Please copy out the items line for line, starting at the very first line and ending at the line that contains "24 4 L 23 1", with both of those lines included.

— BEGIN Material for the task —

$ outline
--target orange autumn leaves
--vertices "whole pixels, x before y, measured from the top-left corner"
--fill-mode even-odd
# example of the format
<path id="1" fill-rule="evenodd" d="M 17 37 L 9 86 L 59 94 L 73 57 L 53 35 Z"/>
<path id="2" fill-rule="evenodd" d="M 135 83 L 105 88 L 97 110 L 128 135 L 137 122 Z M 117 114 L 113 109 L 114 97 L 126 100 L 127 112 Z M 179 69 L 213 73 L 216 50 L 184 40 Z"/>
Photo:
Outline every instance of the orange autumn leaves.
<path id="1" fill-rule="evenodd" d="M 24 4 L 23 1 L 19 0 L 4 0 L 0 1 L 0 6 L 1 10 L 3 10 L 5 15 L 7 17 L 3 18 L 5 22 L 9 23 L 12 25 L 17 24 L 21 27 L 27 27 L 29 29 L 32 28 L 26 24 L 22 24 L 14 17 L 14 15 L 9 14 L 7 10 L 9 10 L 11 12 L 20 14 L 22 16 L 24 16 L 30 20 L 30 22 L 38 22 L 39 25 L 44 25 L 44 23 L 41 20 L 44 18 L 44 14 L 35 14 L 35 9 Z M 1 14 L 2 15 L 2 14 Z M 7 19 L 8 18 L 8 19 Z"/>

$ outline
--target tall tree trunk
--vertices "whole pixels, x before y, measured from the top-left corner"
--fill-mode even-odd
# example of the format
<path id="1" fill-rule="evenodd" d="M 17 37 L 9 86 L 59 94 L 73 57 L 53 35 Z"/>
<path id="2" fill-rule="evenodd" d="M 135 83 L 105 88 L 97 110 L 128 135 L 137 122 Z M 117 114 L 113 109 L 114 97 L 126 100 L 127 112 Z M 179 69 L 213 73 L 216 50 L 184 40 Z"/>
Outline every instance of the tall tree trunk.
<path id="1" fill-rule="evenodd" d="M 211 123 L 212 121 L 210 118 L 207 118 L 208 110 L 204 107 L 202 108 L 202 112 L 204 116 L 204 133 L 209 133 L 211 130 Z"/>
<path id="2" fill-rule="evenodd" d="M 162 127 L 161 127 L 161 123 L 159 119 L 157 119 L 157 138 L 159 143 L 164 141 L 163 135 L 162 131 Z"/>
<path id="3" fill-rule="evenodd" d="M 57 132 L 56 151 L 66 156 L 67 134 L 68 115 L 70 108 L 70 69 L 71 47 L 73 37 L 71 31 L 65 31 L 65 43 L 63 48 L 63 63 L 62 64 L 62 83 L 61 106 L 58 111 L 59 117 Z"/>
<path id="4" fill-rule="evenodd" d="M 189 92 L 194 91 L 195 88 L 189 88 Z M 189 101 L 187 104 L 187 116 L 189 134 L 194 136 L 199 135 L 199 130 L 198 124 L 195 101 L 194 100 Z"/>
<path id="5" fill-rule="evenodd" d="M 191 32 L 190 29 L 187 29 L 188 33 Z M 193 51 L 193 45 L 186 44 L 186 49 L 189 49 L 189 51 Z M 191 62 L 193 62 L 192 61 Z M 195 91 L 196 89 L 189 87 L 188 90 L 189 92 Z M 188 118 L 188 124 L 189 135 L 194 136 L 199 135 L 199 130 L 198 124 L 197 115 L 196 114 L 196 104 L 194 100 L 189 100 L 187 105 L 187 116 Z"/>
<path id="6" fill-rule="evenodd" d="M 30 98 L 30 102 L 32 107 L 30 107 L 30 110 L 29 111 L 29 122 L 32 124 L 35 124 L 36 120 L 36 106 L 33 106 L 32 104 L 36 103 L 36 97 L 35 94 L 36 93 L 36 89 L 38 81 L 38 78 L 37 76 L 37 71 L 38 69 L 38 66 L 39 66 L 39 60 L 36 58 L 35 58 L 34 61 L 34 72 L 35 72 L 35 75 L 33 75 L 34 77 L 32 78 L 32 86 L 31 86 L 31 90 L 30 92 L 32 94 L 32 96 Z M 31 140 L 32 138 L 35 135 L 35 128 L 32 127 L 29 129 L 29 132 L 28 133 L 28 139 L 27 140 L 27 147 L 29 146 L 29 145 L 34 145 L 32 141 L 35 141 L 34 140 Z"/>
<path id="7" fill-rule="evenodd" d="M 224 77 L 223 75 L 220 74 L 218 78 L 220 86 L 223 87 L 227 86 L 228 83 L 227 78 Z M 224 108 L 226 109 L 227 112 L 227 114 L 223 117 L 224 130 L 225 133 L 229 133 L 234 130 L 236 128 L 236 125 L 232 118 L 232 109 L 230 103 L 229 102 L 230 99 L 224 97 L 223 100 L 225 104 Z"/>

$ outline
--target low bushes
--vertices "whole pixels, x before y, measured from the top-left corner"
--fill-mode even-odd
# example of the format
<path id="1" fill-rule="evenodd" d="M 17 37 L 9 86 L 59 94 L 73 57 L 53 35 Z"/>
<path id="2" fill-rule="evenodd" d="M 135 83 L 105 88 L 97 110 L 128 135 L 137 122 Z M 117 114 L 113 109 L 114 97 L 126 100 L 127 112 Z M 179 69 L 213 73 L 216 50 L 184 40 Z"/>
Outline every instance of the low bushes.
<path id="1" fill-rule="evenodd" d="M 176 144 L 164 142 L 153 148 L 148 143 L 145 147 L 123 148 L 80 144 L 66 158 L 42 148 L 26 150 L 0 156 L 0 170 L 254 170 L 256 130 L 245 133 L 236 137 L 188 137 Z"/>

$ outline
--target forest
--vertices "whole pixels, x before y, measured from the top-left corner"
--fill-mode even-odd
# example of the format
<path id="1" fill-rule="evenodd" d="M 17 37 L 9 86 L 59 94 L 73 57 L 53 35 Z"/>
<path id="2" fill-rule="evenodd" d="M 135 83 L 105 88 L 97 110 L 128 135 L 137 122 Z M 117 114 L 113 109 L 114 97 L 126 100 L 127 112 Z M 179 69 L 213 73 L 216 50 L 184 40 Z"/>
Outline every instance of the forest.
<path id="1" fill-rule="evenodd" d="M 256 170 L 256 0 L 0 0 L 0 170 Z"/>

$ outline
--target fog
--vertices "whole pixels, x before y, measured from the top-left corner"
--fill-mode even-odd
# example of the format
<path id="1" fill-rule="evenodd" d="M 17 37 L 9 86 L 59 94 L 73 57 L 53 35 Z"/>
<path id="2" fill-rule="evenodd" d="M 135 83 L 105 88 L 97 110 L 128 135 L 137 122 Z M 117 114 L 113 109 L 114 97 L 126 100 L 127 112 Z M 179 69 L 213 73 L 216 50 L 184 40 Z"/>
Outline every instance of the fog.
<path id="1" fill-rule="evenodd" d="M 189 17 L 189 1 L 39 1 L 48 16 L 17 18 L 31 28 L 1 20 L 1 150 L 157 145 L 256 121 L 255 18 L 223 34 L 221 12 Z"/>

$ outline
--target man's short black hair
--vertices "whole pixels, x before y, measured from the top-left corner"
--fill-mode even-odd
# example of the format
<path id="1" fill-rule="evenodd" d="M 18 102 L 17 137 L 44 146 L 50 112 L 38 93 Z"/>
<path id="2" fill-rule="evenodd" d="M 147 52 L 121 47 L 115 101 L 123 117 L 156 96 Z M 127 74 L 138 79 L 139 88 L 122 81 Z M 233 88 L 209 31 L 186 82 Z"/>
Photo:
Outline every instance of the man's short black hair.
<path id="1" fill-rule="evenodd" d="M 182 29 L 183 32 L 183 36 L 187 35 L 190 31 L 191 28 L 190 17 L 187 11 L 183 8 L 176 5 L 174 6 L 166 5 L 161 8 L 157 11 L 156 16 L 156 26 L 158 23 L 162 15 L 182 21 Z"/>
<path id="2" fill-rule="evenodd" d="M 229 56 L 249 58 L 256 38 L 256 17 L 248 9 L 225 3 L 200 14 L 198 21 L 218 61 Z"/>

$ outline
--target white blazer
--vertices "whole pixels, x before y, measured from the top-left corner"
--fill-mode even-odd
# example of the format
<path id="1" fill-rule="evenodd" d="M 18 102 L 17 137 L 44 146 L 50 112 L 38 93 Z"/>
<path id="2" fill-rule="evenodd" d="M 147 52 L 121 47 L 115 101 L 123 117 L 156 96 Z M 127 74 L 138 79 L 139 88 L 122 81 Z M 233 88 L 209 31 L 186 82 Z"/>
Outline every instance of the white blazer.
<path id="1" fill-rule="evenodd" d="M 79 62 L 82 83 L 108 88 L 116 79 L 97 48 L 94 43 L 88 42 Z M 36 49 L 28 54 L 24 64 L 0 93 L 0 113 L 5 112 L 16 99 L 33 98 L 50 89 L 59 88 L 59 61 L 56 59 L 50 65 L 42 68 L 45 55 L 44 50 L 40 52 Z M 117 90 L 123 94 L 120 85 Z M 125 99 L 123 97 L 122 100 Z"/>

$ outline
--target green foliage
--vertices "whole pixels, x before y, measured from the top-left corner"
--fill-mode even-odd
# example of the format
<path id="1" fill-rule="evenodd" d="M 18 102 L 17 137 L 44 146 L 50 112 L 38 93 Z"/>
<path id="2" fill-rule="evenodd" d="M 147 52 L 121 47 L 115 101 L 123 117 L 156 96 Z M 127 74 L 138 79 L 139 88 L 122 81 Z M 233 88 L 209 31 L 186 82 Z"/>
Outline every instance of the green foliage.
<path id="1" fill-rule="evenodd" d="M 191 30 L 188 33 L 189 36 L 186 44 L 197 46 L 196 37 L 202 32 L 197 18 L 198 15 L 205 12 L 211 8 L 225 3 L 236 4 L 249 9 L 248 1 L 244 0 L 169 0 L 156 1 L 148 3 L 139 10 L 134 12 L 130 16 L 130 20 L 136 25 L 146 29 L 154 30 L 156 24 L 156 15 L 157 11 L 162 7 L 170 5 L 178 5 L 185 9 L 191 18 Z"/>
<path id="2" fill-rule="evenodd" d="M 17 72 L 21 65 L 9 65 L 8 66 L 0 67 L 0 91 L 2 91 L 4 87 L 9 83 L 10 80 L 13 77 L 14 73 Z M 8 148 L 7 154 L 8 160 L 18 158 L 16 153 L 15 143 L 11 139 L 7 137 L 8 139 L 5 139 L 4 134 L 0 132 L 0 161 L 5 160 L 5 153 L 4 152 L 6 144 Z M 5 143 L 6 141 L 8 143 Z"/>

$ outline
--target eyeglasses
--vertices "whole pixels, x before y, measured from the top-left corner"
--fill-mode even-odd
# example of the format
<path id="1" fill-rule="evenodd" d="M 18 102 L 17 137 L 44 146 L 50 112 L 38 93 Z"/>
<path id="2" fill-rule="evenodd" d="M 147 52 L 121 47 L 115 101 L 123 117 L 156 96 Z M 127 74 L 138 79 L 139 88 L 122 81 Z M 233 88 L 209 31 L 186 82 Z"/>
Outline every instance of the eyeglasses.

— END Material for the task —

- _Written solution_
$ outline
--target orange autumn leaves
--vertices "whole pixels, x before y, measured from the top-left corner"
--fill-mode even-odd
# example of the format
<path id="1" fill-rule="evenodd" d="M 17 37 L 9 86 L 59 94 L 73 57 L 53 35 Z"/>
<path id="2" fill-rule="evenodd" d="M 135 83 L 105 88 L 97 110 L 128 135 L 137 122 Z M 117 114 L 113 109 L 114 97 L 126 100 L 127 112 Z M 179 69 L 213 73 L 216 50 L 184 40 Z"/>
Photo:
Outline every instance of the orange autumn leaves.
<path id="1" fill-rule="evenodd" d="M 24 4 L 23 1 L 19 0 L 4 0 L 0 1 L 0 6 L 1 10 L 3 10 L 5 15 L 7 17 L 3 18 L 5 22 L 9 23 L 12 25 L 17 24 L 21 27 L 27 27 L 29 29 L 32 28 L 26 24 L 22 24 L 14 17 L 14 15 L 9 14 L 7 10 L 9 10 L 11 12 L 20 14 L 22 16 L 24 16 L 30 20 L 30 22 L 38 22 L 39 25 L 44 25 L 44 23 L 41 20 L 44 18 L 44 14 L 35 14 L 35 9 Z M 1 14 L 2 15 L 2 14 Z M 7 19 L 8 18 L 8 19 Z"/>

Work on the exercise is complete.